• Texto do exercício:
_ _ _ _
O RPPS do Estado do Espírito Santo instituiu a segregação de massa de seus servidores, através da Lei Complementar 282/2004, separando os servidores públicos efetivos admitidos até 26 de abril de 2004 no Fundo Financeiro, e os demais servidores, admitidos através de concurso público após esta data, no Fundo Previdenciário.

Embora a defesa do gestor tenha alegado que não houve prejuízo financeiro para o Fundo Previdenciário com a movimentação orçamentária, a área técnica do TCE-ES ressalta que “a questão central não é o prejuízo, mas sim o descumprimento dos regramentos jurídicos vigentes no país e a falta de controles rígidos por parte do IPAJM para impedir a ocorrência desta prática”.

6 – Ausência completa de informações sobre alterações significativas nas contas previdenciárias de provisões matemáticas dos fundos financeiros e previdenciário
Em relação ao registro de atualização da provisão matemática previdenciária realizada no Passivo Não Circulante do Fundo Financeiro e do Fundo Previdenciário, não constam Notas Explicativas (que necessariamente são partes integrantes dos demonstrativos contábeis) que justifiquem relevantes questionamentos, tanto em relação ao Plano Financeiro quanto ao Plano Previdenciário.
_ _ _ _
• Item da tarefa 1:
Com base no texto sobre o RPPS do Espírito Santo, responda:
(a) Qual norma instituiu a segregação de massa dos servidores?
(b) Segundo a área técnica do TCE-ES, qual é a questão central?
(c) O que não consta em relação ao registro de atualização da provisão matemática previdenciária?
• Item da tarefa 2: Reproduza fielmente o trecho do texto sobre o RPPS do Espírito Santo que começa em "6 – Ausência" e termina em "ao Plano Previdenciário.".
• Item da tarefa 3: Dê prosseguimento ao texto sobre o RPPS do Espírito Santo a partir do ponto em que ele se encerra.
As linhas apresentadas adiante não são necessárias.

• Dados coletados:
_ _ _ _
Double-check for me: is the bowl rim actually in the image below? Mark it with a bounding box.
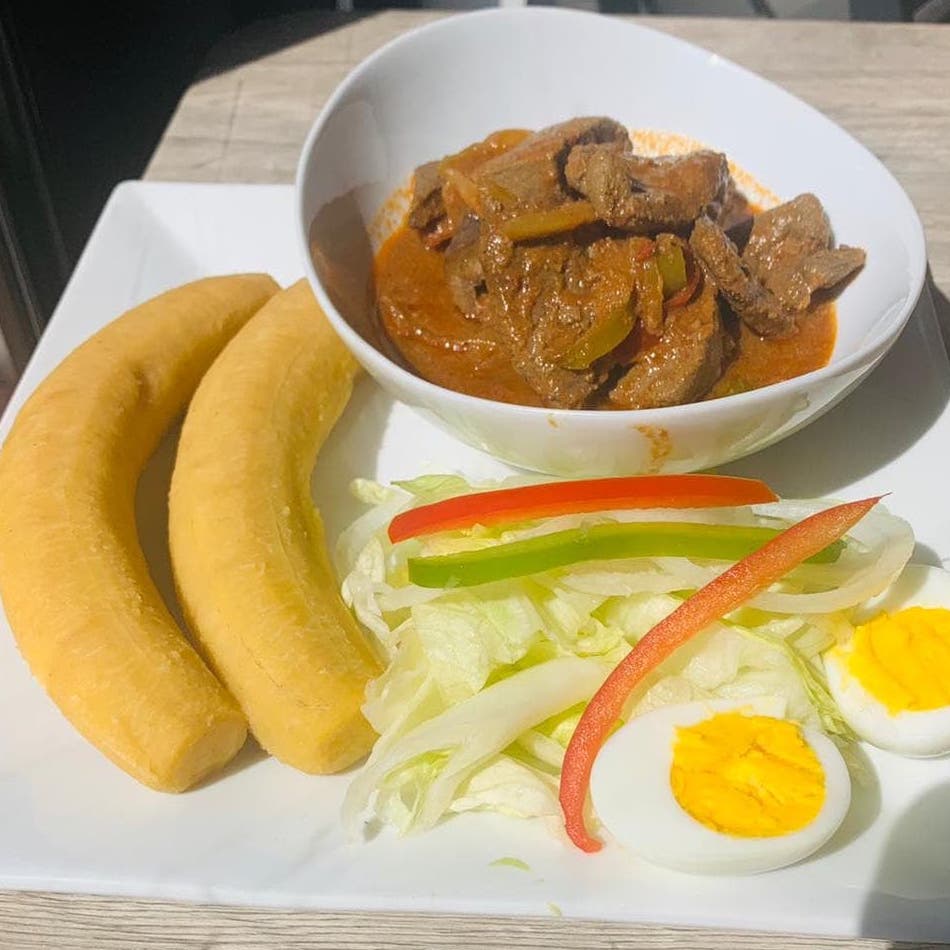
[294,6,927,424]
_ _ _ _
• Resposta final 1:
(a) A Lei Complementar 282/2004.
(b) O descumprimento dos regramentos jurídicos vigentes no país e a falta de controles rígidos por parte do IPAJM para impedir a ocorrência dessa prática.
(c) Notas Explicativas.

• Resposta final 2:
6 – Ausência completa de informações sobre alterações significativas nas contas previdenciárias de provisões matemáticas dos fundos financeiros e previdenciário
Em relação ao registro de atualização da provisão matemática previdenciária realizada no Passivo Não Circulante do Fundo Financeiro e do Fundo Previdenciário, não constam Notas Explicativas (que necessariamente são partes integrantes dos demonstrativos contábeis) que justifiquem relevantes questionamentos, tanto em relação ao Plano Financeiro quanto ao Plano Previdenciário.

• Resposta final 3:
Conforme a manifestação técnica acompanhada integralmente pelo MPC, faltam informações e esclarecimentos sobre diversos itens do Plano Financeiro, entre os quais o aumento de 65% na provisão de aposentadorias, pensões e outros benefícios, saindo de 28 milhões para 38 milhões e o aumento de 94% na estimativa da conta de “contribuição de inativos” no grupo de benefícios concedidos. Já em relação ao Plano Previdenciário, constatou-se ausência de esclarecimentos e justificativas para os seguintes pontos: aumento de 597% na provisão de “aposentadorias/pensões/outros benefícios”, saindo de 7 milhões e chegando a 49 milhões (no grupo de benefícios concedidos); aumento de 406% na estimativa da na conta de “contribuição de inativos” no grupo de benefícios concedidos; aumento de 41% e 48% nas contas de “provisão de benefícios a conceder”.

Em análise pela manutenção da irregularidade, a unidade técnica pontua que “as alegações do gestor, de que o IPAJM não é responsável pela elaboração das Provisões Matemáticas Previdenciárias, e de que não possui conhecimentos atuariais específicos, não afastam a responsabilidade do instituto sobre o acompanhamento de distorções nos valores calculados”. As alegações são consideradas preocupantes, “pois demonstram a incapacidade de fazer uma gestão previdenciária de qualidade técnica aceitável”.

7 – Ausência completa de informações sobre rendimentos e perdas nos investimentos realizados pelo IPAJM
De acordo com a manifestação técnica, a Conta de Investimentos de Curto e Longo Prazo no Fundo Previdenciário representa 99,73% do total de seus ativos. Entretanto, não há esclarecimentos sobre a evolução desses valores no decorrer do exercício, assim como no exercício anterior, ingressos e perdas no exercício e a composição do saldo final.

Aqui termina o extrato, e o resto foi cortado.